__Görev 1__
Verilen metinden "1874 yılında ABD'de" sözcüklerini içeren yerden başlayan ve "anıları demek oluyor." sözcüklerinden sonra biten bölümü hiçbir değişiklik yapmadan yazın.
__Görev 2__
Verilen metne göre Stein hangi yılda ve hangi ülkede doğdu?

__Verilen metin__

1874 yılında ABD'de doğan Stein, üniversitede tıp okurken son senesinde yarım bırakıp, tası tarağı toplayıp, erkek kardeşiyle birlikte Paris'e göçüyorlar. Burada Cezanne, Matisse, Braque, Picasso gibi yenlikçi ressamların  tablolarını almaya başlayacaklar ve Avrupa'nın en görkemli resim koleksiyonlarından birini oluşturacaklardı. Stein kardeşler varlıklı olmasına varlıklı ama kendi deyimiyle öyle ucu bucağı belirsiz bir servete sahip değiller. Onların ki sadece ABD'den kalkıp, Paris'e gelip yaşayacak kadar mütevazi bir servet... İşin şakası bir yana, Stein kardeşler bu ressamların peşlerine düştüklerinde yaptıkları kelimenin tam anlamıyla kaşiflikti... yani bu ressamlar bugünkü anlamda tanınmıyorlardı ve tabloları da bugünkü rakamlarda değildi.Böyle olunca da Gertrude Stein'in yazdığı bir anı kitabı demek de o dönemin ressamlarının anıları demek oluyor.

__Sağlanan veriler__
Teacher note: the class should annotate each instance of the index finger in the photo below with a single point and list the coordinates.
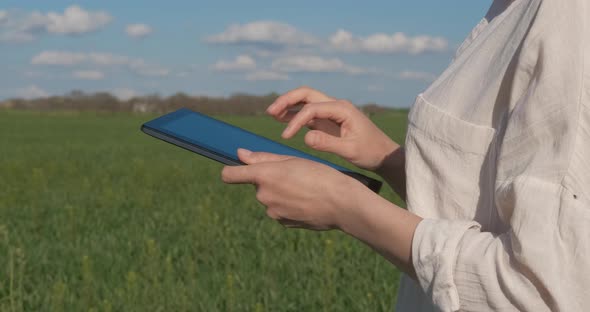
(333, 111)
(238, 175)
(294, 97)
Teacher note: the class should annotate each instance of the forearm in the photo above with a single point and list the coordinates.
(393, 171)
(385, 227)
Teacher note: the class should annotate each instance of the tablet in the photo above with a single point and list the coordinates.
(220, 141)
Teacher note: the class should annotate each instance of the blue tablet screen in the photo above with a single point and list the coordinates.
(220, 137)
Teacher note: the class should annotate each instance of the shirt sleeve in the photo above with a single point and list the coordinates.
(542, 261)
(541, 264)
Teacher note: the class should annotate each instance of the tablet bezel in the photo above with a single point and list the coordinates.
(374, 185)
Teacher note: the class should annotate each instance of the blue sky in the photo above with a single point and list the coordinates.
(376, 51)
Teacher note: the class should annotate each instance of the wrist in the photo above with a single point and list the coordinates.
(393, 162)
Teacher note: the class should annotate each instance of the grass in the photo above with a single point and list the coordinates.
(96, 216)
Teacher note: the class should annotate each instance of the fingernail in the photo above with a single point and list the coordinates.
(270, 108)
(286, 131)
(244, 151)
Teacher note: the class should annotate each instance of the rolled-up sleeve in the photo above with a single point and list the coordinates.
(541, 264)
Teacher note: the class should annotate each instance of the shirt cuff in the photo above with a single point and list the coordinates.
(434, 253)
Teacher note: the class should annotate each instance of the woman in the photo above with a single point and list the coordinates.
(495, 169)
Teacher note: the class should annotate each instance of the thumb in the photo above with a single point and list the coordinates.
(324, 142)
(249, 157)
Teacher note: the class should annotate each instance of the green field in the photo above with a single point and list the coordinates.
(96, 216)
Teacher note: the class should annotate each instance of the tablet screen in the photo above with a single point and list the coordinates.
(222, 138)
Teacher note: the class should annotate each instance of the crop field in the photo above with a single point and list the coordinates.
(97, 216)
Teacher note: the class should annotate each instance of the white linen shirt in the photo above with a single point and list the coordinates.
(498, 165)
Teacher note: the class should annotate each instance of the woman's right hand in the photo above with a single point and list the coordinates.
(337, 127)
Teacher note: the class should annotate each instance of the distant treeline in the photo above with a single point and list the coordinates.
(239, 104)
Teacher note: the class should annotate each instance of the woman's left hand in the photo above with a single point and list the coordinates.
(297, 192)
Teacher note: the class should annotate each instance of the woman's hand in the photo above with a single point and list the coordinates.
(297, 192)
(337, 127)
(306, 194)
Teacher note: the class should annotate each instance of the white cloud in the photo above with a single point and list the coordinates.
(19, 27)
(264, 75)
(375, 88)
(138, 30)
(88, 74)
(124, 94)
(267, 33)
(241, 63)
(314, 64)
(416, 75)
(31, 92)
(76, 20)
(384, 43)
(66, 58)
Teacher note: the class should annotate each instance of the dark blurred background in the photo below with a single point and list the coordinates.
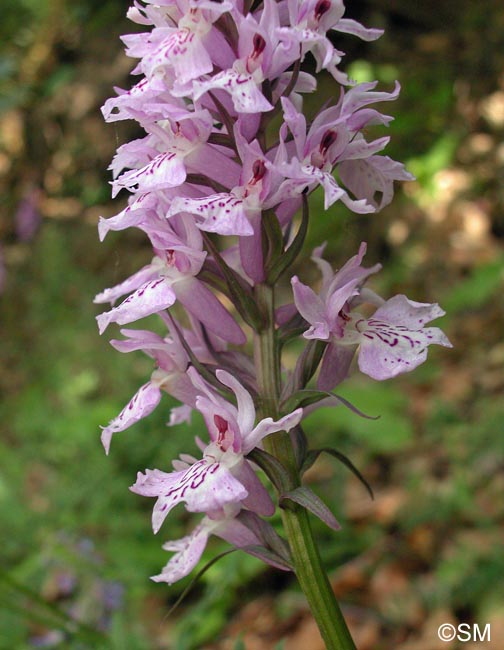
(76, 545)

__Yazılı çözüm 1__
1874 yılında ABD'de doğan Stein, üniversitede tıp okurken son senesinde yarım bırakıp, tası tarağı toplayıp, erkek kardeşiyle birlikte Paris'e göçüyorlar. Burada Cezanne, Matisse, Braque, Picasso gibi yenlikçi ressamların  tablolarını almaya başlayacaklar ve Avrupa'nın en görkemli resim koleksiyonlarından birini oluşturacaklardı. Stein kardeşler varlıklı olmasına varlıklı ama kendi deyimiyle öyle ucu bucağı belirsiz bir servete sahip değiller. Onların ki sadece ABD'den kalkıp, Paris'e gelip yaşayacak kadar mütevazi bir servet... İşin şakası bir yana, Stein kardeşler bu ressamların peşlerine düştüklerinde yaptıkları kelimenin tam anlamıyla kaşiflikti... yani bu ressamlar bugünkü anlamda tanınmıyorlardı ve tabloları da bugünkü rakamlarda değildi.Böyle olunca da Gertrude Stein'in yazdığı bir anı kitabı demek de o dönemin ressamlarının anıları demek oluyor.

__Yazılı çözüm 2__
1874 yılında ABD'de doğdu.